Pull out the rows from the one containing "Put one point on every instance of the tree branch" through the one containing "Put one point on every instance of the side mirror", and copy each of them word for word.

■ SUPPLIED INFORMATION ■

::::::::

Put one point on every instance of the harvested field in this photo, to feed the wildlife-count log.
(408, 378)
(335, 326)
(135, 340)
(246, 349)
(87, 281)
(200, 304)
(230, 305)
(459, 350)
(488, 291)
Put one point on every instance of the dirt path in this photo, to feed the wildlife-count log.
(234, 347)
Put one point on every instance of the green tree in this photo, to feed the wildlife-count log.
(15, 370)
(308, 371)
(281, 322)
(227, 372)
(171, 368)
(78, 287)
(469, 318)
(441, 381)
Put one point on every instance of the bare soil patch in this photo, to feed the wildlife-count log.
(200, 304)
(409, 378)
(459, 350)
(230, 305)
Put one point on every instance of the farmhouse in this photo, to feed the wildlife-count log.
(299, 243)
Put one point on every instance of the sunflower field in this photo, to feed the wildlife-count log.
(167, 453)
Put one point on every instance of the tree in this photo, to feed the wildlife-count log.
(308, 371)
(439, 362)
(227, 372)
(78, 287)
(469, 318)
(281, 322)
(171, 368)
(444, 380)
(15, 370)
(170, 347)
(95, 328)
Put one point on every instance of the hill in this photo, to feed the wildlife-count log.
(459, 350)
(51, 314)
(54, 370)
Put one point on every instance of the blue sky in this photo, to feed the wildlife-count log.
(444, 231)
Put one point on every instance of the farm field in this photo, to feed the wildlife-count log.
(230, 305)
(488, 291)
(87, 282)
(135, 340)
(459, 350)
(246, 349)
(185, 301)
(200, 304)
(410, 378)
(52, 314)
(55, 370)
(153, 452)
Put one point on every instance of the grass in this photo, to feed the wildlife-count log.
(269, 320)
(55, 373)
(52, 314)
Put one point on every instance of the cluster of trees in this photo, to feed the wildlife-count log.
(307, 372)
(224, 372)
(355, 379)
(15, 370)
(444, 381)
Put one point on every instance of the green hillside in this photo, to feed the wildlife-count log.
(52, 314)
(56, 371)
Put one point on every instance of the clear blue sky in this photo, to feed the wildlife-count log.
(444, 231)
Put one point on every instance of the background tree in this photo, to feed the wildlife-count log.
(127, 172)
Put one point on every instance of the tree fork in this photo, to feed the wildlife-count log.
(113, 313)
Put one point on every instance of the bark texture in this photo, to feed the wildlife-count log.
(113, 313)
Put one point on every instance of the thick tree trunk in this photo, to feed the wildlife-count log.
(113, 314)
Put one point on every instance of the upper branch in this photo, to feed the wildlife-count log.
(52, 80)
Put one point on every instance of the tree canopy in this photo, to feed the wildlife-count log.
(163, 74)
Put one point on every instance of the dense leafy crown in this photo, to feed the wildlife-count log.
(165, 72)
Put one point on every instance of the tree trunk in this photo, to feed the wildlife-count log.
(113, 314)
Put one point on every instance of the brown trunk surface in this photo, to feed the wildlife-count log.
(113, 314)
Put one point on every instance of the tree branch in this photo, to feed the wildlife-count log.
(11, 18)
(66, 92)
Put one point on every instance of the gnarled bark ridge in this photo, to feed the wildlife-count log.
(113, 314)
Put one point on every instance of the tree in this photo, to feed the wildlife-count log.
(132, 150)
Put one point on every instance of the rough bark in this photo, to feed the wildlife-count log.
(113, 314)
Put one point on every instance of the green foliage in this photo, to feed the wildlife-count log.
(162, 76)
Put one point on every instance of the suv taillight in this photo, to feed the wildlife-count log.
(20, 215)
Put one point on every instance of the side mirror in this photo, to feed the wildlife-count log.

::::::::

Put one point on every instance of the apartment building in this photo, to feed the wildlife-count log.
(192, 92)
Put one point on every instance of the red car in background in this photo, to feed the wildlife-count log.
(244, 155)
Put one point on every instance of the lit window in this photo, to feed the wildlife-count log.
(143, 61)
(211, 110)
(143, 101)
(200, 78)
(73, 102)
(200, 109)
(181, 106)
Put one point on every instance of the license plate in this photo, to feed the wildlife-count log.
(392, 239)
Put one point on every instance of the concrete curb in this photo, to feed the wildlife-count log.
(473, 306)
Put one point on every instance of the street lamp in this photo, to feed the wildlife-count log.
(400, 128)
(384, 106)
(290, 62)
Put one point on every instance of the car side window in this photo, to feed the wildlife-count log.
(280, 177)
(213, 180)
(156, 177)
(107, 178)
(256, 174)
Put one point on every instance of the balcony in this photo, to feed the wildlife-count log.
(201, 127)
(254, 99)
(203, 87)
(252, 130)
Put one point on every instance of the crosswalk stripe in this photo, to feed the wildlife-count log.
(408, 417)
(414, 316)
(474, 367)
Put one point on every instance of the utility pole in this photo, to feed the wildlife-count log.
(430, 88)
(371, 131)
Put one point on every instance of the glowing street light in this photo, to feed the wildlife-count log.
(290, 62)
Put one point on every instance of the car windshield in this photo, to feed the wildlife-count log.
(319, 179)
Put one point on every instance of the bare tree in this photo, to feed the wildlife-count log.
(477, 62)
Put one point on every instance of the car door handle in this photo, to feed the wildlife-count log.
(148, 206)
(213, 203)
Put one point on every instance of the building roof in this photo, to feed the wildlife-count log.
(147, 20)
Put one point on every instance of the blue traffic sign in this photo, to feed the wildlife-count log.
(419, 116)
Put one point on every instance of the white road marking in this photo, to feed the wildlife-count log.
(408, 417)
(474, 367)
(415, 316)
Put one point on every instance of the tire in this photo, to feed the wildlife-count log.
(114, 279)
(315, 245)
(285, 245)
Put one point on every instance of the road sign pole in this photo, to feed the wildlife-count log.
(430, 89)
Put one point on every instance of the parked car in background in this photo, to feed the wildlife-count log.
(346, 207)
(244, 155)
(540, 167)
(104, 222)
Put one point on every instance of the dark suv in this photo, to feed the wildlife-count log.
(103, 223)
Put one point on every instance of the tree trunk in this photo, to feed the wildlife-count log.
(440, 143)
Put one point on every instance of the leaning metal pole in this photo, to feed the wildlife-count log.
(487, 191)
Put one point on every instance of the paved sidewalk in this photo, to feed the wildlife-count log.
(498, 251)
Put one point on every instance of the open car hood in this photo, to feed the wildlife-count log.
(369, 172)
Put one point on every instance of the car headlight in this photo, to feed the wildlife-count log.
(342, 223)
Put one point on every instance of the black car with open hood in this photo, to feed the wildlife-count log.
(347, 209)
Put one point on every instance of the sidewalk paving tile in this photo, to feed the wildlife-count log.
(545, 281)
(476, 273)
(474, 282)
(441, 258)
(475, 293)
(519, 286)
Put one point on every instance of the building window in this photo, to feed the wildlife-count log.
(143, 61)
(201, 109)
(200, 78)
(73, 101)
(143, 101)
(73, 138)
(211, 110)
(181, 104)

::::::::

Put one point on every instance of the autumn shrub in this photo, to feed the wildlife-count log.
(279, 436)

::::::::

■ TASK OUTPUT ■
Put one point on every instance of the tree branch in this photo, to feed the wildlife-count log.
(11, 18)
(66, 92)
Put one point on every instance of the gnarled bark ridge in this photo, to feed the wildlife-count log.
(113, 314)
Put one point on every instance of the tree in this photo, to feed the wildlife-count log.
(132, 150)
Put one point on every instance of the rough bark in this photo, to feed the wildlife-count log.
(113, 314)
Put one point on every instance of the green foliage in this photo, to feed the wildlife-count log.
(162, 76)
Put one point on every instance of the suv taillight in this photo, to feed the wildlife-count log.
(20, 215)
Put one point on every instance of the side mirror in this photo, to feed the wildlife-count log.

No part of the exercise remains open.